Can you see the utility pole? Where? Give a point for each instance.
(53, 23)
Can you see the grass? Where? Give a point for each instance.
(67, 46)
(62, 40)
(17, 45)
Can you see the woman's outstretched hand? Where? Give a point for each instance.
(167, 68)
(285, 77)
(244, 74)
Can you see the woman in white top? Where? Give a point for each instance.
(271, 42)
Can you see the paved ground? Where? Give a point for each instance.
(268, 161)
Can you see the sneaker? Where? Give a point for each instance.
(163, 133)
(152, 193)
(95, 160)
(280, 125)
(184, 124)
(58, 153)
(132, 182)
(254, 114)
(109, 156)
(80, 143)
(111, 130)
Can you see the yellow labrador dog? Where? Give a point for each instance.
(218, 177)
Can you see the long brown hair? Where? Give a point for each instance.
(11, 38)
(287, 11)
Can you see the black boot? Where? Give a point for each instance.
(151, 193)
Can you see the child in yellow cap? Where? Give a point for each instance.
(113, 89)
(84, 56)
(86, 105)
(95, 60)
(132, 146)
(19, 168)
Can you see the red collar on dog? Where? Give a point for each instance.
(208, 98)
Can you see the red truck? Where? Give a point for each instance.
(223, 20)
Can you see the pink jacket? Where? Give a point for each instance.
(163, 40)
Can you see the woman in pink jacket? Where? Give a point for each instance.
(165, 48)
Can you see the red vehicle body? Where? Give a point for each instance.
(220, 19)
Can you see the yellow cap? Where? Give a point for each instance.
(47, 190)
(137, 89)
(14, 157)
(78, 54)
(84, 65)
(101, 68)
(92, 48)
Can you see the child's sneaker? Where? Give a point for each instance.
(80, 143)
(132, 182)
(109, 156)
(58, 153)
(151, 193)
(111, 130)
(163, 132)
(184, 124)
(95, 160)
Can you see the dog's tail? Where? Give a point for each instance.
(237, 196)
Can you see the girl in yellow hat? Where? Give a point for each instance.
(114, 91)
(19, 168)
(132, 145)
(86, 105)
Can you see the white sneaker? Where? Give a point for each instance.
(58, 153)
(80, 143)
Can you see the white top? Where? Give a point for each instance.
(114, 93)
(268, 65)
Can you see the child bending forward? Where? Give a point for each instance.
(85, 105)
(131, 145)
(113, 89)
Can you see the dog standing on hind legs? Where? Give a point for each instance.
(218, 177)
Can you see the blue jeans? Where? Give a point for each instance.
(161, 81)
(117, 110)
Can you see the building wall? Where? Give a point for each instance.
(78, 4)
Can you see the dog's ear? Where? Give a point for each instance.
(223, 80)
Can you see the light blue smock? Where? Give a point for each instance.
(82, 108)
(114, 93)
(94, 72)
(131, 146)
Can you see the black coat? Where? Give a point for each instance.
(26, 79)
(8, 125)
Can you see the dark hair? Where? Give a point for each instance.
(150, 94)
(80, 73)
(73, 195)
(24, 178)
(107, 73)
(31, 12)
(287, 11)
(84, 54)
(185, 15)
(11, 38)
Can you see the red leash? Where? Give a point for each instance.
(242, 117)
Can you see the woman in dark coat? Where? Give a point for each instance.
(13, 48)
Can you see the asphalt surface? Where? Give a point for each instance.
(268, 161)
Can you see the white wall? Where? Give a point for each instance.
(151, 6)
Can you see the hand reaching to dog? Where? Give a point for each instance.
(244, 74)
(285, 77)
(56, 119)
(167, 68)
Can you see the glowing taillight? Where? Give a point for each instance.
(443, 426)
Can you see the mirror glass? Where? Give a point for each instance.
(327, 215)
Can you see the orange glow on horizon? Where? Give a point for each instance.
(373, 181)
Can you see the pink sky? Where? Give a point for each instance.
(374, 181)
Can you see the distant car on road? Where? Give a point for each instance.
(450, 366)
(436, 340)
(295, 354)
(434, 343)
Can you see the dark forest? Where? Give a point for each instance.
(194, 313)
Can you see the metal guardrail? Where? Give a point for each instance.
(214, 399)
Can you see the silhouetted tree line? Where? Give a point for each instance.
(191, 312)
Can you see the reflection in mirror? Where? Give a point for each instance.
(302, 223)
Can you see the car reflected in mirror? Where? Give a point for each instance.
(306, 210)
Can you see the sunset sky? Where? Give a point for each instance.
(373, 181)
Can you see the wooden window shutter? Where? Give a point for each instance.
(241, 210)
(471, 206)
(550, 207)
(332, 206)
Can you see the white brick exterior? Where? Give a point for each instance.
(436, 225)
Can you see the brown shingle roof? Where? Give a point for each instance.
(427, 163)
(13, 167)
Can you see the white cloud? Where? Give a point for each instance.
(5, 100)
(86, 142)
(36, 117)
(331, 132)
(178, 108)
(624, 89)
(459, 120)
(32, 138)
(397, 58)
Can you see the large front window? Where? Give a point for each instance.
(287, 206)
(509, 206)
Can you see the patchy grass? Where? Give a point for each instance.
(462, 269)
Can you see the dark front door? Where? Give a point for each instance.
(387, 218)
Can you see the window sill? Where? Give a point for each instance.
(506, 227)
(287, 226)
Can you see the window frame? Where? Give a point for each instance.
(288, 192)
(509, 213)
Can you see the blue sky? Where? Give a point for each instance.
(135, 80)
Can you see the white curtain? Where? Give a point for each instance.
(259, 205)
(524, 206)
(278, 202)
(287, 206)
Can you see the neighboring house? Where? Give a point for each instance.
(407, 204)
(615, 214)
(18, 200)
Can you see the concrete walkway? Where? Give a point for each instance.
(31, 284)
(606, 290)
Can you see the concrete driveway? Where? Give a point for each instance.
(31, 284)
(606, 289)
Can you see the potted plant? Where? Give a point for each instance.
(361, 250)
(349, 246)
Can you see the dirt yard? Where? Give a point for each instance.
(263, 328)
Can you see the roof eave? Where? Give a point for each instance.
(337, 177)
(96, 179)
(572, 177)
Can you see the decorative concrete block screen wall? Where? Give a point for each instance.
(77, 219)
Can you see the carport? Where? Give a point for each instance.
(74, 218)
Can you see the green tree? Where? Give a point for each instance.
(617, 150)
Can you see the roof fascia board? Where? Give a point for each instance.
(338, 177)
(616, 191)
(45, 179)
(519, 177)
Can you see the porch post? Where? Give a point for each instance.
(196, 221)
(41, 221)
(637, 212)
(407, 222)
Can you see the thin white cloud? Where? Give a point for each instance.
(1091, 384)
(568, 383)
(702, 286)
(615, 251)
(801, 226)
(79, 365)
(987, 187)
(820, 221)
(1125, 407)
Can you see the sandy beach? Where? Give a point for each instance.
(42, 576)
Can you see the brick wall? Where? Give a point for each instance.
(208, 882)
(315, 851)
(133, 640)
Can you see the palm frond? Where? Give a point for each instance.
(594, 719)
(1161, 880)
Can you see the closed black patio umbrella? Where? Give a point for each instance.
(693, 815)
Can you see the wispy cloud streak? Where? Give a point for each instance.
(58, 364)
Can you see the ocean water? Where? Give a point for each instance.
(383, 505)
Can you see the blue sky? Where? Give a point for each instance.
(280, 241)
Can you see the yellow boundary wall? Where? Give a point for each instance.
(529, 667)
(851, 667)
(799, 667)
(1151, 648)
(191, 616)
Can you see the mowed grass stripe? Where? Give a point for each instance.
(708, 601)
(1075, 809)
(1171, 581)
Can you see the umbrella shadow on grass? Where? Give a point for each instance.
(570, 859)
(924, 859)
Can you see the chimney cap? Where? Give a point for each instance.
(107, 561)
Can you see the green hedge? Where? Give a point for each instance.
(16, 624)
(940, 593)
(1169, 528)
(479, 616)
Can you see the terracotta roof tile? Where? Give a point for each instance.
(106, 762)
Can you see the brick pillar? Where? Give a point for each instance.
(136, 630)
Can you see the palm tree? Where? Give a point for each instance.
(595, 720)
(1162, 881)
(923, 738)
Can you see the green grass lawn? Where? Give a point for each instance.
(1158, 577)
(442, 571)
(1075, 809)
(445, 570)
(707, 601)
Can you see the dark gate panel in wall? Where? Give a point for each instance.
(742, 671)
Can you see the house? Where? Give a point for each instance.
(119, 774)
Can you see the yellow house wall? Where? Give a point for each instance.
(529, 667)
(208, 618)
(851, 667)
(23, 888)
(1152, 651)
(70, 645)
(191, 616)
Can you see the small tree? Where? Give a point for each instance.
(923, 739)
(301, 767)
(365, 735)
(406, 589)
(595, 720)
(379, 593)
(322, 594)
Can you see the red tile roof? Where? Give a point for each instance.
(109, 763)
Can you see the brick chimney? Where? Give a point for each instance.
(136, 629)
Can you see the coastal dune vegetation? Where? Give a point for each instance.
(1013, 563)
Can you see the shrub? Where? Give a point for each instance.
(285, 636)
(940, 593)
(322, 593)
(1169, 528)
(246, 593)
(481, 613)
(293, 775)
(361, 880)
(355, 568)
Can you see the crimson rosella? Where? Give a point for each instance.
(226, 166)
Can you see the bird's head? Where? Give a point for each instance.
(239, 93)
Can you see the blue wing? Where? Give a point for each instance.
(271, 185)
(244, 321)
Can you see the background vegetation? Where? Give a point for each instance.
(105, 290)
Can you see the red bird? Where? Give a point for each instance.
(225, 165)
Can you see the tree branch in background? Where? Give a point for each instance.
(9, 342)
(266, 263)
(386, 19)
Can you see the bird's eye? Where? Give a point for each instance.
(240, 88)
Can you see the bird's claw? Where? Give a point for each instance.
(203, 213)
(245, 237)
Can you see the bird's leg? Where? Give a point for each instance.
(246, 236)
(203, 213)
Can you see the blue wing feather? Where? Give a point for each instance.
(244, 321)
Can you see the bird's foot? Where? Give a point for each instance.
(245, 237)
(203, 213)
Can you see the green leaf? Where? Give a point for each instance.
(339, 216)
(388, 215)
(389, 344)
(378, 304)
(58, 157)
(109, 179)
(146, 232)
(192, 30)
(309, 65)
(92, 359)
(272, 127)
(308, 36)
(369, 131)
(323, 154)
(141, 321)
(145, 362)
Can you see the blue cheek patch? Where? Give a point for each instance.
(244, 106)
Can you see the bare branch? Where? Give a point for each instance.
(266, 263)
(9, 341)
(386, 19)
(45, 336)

§ §

■ Exercise prompt: Swap "bare branch" for "leafless branch" in the part of the rows that opens with the line containing "Can you see the bird's foot?" and closes with the last row. Give back only that part, with everything else unchanged.

■ Written solution:
Can you see the bird's foot? Where? Give a point for each instance.
(245, 237)
(203, 213)
Can you see the green leaf? Where? Give a point for each instance.
(339, 216)
(388, 215)
(389, 344)
(378, 304)
(58, 157)
(109, 179)
(146, 232)
(192, 30)
(309, 65)
(92, 359)
(272, 127)
(308, 36)
(369, 131)
(323, 154)
(141, 321)
(145, 362)
Can you see the blue cheek patch? Where? Give a point for each instance.
(244, 106)
Can you see the leafless branch? Where? Give a point for each instance.
(266, 263)
(9, 341)
(386, 19)
(45, 336)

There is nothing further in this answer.